TASK TO COMPLETE:
Search the listing for the word "image" and copy every line where it turns up.

EXCERPTED DATA:
*-*-*

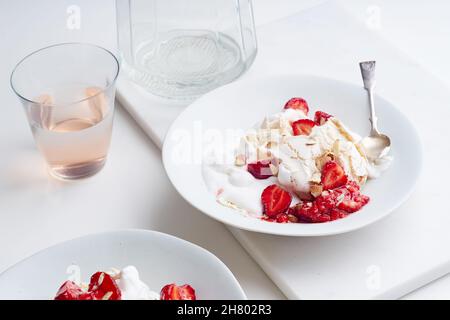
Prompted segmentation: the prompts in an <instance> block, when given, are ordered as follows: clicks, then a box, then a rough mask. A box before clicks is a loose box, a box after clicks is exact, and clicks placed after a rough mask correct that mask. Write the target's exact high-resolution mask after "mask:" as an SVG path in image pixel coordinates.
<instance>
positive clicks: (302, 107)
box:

*-*-*

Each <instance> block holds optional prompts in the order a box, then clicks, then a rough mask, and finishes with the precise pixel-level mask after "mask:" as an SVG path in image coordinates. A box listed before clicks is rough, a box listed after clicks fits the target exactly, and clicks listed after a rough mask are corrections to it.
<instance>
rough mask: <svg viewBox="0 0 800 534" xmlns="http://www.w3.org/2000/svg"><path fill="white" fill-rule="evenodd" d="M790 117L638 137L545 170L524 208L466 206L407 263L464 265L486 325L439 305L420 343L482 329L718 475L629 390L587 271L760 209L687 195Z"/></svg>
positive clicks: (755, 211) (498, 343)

*-*-*

REPLY TO THE TASK:
Prompted segmentation: the prompts in an <instance> block, when given, are ordered as follows: clicks, then a box, then a rough mask. A box before clicks is a loose box, a box after clicks is exact, and clicks placed after a rough mask correct that mask. Write the target's exact high-resolution mask after "mask:" as an SVG path in image pixel coordinates.
Each <instance> block holds optional prompts in the order a box, then clicks, then a rough mask, and finishes with the precise pixel-level mask after "mask:" as an SVG path in image coordinates. A box listed before clicks is rough, a box listed after clicks fits the target exactly, and clicks listed after a rough mask are corrections to it.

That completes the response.